Mama would have been nearly seven months pregnant with me at that time. She already had two little girls — 4-year-old Rosalynde and 2-year-old Gabrielle — and if I’m remembering correctly, they were living in a starter house on Harmony Place, a small cul-de-sac whose idyllic name belied the very large, frightening dog that lived next door. My parents had been married for nearly five years by then, and Daddy was probably working at his first post-law school firm in nearby Los Angeles.

Mama heard about it first. I think there had been a press conference in Salt Lake City, and it had come through on a local radio station. She stopped everything and called Daddy at work — probably a rare occasion, since Los Angeles was a different zip code, so it would have been an expensive long-distance call. Daddy answered, Mama told him, and both of them started weeping. I think I remember hearing that they kneeled down and prayed together, right there on the phone, right there in the office, and thanked God that no worthy man would ever again be denied the opportunity to hold and exercise the holy priesthood.

I didn’t hear this story until a couple of years ago. My parents and some younger siblings had visited me in Washington, D.C. for Thanksgiving, and we took a chilly trip out to Manassas to see the battle site of the first and second battles of Bull Run. There wasn’t much to see — a small visitor center, a commemorative statue, and some trails over the rolling hills and into the nearby woods. Somehow I got to walking by Daddy, and somehow the topic of the Civil War wandered to slavery, the Civil Rights movement, and the Priesthood revelation.

Recorded data »
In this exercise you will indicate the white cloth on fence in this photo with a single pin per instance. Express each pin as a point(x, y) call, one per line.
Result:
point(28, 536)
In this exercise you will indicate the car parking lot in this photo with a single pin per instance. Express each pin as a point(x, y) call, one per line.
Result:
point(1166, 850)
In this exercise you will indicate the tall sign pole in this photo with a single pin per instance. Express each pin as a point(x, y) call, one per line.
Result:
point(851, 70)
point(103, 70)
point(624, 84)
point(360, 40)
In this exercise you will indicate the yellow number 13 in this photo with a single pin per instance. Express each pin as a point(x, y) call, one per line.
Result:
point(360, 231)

--

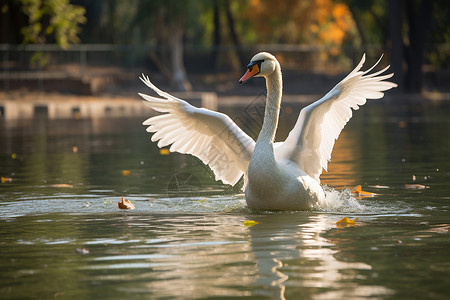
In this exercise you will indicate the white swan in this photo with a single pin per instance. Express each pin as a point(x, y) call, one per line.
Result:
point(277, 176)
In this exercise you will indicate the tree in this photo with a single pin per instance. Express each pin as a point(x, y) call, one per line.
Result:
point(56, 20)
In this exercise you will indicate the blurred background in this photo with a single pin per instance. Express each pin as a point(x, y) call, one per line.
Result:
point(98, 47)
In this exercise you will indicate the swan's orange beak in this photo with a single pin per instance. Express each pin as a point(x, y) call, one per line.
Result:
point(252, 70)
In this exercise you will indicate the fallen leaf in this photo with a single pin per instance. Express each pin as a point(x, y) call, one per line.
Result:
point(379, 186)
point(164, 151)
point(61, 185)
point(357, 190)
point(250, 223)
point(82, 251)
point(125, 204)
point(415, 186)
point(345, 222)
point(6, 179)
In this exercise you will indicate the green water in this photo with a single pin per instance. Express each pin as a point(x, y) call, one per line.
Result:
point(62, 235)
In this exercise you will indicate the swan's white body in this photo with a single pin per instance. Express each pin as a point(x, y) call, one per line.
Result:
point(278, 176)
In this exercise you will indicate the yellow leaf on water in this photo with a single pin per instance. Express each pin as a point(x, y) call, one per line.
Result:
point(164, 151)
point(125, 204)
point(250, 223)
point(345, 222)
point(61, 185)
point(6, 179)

==

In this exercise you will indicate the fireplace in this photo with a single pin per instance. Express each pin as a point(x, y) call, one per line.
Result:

Required work »
**a)** Print the part of the recollection between "I didn’t hear" and "the Priesthood revelation.", inclusive.
**b)** In the recollection, where did the family go on the chilly trip taken during the Thanksgiving visit to Washington, D.C.?

Results for each task »
**a)**
I didn’t hear this story until a couple of years ago. My parents and some younger siblings had visited me in Washington, D.C. for Thanksgiving, and we took a chilly trip out to Manassas to see the battle site of the first and second battles of Bull Run. There wasn’t much to see — a small visitor center, a commemorative statue, and some trails over the rolling hills and into the nearby woods. Somehow I got to walking by Daddy, and somehow the topic of the Civil War wandered to slavery, the Civil Rights movement, and the Priesthood revelation.

**b)** They went to Manassas to see the battle site of the first and second battles of Bull Run.